Below are some records. Copy every line in them that holds "truck".
------------------------------------------------------------
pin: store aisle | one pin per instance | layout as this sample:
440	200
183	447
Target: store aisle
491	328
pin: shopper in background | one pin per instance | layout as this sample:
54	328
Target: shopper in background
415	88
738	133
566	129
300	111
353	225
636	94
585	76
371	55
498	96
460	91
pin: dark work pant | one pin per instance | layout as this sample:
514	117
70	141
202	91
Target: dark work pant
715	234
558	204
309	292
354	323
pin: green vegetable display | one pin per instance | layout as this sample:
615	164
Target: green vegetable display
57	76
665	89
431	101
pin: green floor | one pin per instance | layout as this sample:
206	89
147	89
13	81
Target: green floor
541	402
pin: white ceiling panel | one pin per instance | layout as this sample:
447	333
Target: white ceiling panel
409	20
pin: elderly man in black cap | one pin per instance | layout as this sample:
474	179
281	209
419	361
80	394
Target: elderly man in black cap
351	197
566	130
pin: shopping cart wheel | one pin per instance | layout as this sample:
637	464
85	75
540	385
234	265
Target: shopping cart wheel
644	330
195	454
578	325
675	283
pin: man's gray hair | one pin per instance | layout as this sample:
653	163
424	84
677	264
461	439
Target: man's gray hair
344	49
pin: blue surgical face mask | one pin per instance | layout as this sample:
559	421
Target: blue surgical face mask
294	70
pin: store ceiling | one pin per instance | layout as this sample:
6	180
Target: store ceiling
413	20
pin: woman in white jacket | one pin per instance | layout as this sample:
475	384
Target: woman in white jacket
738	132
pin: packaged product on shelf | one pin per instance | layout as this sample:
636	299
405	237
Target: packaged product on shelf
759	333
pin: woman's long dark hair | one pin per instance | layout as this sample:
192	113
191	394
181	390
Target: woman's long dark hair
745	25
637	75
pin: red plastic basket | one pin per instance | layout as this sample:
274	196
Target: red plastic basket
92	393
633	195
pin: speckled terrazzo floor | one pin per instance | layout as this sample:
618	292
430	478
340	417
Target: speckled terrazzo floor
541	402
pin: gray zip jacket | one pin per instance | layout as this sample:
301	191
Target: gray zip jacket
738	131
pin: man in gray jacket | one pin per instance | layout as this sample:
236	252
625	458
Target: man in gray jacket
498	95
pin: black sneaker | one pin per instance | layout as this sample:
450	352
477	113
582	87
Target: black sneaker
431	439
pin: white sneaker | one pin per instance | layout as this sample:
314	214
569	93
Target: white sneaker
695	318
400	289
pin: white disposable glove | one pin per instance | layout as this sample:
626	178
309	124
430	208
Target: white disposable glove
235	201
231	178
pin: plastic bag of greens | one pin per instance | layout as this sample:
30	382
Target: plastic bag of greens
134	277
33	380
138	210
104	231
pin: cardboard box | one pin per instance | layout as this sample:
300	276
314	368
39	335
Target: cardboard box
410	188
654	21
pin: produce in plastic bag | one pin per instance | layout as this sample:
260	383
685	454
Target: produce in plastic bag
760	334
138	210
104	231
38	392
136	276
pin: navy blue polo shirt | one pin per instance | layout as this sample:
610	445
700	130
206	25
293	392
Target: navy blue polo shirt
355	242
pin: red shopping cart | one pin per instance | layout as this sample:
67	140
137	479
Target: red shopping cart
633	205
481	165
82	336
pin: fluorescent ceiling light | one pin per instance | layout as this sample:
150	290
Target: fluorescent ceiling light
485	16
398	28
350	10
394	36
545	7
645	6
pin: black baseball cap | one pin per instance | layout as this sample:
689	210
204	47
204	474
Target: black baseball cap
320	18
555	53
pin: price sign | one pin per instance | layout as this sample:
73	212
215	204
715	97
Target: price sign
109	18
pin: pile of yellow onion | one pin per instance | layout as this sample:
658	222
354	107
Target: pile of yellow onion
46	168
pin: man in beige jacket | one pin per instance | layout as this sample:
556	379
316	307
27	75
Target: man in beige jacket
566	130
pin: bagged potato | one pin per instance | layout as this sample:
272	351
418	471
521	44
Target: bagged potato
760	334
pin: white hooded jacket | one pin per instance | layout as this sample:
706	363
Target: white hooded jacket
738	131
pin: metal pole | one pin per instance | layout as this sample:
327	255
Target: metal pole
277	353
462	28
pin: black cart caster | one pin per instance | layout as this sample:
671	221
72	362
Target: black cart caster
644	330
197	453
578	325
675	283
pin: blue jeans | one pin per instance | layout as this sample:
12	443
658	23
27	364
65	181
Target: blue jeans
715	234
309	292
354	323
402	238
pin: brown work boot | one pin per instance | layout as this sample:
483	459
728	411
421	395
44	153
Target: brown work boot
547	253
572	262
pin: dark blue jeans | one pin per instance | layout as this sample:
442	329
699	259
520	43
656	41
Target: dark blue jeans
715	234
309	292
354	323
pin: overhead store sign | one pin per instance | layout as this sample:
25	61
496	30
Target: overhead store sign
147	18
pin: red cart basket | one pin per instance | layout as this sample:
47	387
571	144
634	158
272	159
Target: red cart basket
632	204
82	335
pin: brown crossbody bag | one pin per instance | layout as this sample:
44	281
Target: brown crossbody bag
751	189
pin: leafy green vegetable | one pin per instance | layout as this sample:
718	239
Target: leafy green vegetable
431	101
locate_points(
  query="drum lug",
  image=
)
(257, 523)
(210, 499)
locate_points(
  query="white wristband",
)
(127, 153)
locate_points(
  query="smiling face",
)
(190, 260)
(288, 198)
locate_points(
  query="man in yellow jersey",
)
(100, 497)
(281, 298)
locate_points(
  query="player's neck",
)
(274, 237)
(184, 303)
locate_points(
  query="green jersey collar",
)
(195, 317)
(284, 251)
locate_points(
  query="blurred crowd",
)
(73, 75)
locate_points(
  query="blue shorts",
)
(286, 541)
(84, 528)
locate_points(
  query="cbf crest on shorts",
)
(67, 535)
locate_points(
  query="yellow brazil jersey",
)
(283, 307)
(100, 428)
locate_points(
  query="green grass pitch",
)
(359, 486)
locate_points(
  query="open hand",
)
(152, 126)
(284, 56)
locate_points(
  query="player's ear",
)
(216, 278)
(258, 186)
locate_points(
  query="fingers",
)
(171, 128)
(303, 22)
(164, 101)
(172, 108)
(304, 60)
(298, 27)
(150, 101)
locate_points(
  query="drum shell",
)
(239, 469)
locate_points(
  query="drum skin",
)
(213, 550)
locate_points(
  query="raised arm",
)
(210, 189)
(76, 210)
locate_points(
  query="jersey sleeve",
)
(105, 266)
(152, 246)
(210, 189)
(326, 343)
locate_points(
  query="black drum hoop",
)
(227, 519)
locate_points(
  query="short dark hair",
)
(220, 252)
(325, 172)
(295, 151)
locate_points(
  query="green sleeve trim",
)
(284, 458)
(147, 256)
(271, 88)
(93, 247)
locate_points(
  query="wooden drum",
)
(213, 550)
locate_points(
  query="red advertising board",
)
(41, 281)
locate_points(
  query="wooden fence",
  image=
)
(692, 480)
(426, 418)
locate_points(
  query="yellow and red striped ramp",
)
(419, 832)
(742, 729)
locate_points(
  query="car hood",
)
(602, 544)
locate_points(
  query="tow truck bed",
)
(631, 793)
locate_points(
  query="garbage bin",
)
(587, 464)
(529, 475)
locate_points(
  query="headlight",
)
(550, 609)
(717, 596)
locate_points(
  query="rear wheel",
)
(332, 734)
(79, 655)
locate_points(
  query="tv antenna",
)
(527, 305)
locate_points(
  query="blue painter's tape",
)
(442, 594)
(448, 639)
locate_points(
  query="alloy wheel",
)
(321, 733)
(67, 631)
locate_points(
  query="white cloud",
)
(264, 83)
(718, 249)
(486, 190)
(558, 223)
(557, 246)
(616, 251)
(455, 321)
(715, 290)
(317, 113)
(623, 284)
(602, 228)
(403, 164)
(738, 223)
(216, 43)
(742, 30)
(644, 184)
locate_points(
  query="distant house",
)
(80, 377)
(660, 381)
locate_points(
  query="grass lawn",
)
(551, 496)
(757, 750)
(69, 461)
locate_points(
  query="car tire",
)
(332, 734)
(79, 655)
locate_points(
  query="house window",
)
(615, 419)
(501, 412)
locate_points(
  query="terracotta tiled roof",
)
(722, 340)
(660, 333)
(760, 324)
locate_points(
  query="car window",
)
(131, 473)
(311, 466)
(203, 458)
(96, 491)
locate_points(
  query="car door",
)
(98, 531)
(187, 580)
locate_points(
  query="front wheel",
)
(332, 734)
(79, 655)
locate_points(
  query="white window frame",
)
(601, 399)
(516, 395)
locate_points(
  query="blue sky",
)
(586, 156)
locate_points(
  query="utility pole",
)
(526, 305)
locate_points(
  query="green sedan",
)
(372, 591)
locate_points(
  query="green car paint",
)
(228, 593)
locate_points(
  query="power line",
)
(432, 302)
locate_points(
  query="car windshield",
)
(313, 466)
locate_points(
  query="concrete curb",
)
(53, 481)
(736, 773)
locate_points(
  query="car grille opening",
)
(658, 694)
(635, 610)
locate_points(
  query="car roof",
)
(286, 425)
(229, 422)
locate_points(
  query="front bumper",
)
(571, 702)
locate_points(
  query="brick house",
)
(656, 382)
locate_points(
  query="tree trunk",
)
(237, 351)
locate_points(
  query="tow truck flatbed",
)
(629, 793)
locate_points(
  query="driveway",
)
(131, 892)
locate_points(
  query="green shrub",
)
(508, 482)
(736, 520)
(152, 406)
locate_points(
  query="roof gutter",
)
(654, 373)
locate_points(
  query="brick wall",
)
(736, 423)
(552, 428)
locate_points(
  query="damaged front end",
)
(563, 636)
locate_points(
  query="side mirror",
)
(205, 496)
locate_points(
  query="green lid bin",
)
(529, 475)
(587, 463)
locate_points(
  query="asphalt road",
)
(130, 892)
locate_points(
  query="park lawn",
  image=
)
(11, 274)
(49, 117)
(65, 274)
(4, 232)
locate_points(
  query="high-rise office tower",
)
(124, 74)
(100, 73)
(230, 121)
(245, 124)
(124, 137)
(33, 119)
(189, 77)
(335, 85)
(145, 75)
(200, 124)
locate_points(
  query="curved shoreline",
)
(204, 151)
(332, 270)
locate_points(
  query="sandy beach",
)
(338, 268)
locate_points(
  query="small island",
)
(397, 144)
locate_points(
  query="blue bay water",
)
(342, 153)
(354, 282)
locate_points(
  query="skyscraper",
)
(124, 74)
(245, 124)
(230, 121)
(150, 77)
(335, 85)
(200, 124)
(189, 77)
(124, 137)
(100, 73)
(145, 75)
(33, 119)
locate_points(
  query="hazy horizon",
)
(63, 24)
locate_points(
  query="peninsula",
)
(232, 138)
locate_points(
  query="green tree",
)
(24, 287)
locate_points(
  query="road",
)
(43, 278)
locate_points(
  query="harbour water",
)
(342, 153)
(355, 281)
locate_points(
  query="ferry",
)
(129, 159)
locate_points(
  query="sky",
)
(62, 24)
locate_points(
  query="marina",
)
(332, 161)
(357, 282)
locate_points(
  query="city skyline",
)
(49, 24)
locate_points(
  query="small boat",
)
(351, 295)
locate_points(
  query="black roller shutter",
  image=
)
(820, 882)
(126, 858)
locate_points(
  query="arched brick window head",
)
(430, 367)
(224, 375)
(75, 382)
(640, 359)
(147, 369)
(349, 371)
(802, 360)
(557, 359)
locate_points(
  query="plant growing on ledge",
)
------------------------------------------------------------
> Answer to this exercise:
  query="tow truck bed",
  query="tow truck flatbed",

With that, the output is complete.